▶ **Reading passage**
───

Our ability to enter into revenue generating transactions and recognize revenue in the future is subject to a number of business
and economic risks discussed above under Item 1A,"Risk Factors."
Collectability of Accounts Receivable
We must make estimates of the collectability of our accounts receivable. Management specifically analyzes accounts
receivable, including historical bad debts, customer concentrations, customer creditworthiness, current economic trends and
changes in our customer payment terms when evaluating the adequacy of the allowance for doubtful accounts. As of March 31,
2012, the accounts receivable balance was $2,279,000, net of an allowance for doubtful accounts of $140,000, including a
reserve for disputed credits, and an estimated returns reserve of $98,000. If the financial condition of our customers
deteriorates, our actual losses may exceed our estimates, and additional allowances would be required.
Valuation of Inventories
We write down our inventory for estimated obsolescence or unmarketable inventory equal to the difference between the cost of
inventory and the estimated market value based upon assumptions about future demand, market conditions and replacement
costs. If actual future demand or market conditions are less favorable than those projected by us, additional inventory write-
downs may be required.

───

▶ **Data supplied**

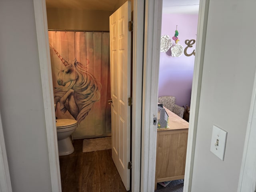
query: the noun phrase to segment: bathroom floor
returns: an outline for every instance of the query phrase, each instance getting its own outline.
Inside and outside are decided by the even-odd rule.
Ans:
[[[74,140],[75,151],[60,156],[62,192],[126,192],[111,150],[83,153],[83,140]]]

───

▶ **Prompt 1**
Answer these questions from the accounting excerpt:
(a) Under which item are the business and economic risks discussed?
(b) What was the allowance for doubtful accounts as of March 31, 2012?
(c) Inventory is written down by an amount equal to the difference between which two figures?
▶ **Prompt 2**
Resume the accounting excerpt on accounts receivable and inventories, starting right after its final sentence.
The entries were taken from a different source than the accounting excerpt.

▶ **Expected output 1**
(a) Item 1A, "Risk Factors."
(b) $140,000, including a reserve for disputed credits.
(c) The cost of inventory and the estimated market value.

▶ **Expected output 2**
Income and Other Taxes
As part of the process of preparing our consolidated financial statements we are required to estimate our income taxes in each
of the jurisdictions in which we operate. This process requires us to estimate our actual current tax expense and to assess
temporary differences resulting from book-tax accounting differences for items such as deferred revenue. These differences
result in deferred tax assets and liabilities, which are included within our consolidated balance sheet. We must then assess the
likelihood that our deferred tax assets will be recovered from future taxable income and to the extent we believe that recovery
is not likely, we must establish a valuation allowance. In the event that we determine that we would be able to realize deferred
tax assets in the future in excess of the net recorded amount, an adjustment to the deferred tax asset would increase income in
the period such determination was made.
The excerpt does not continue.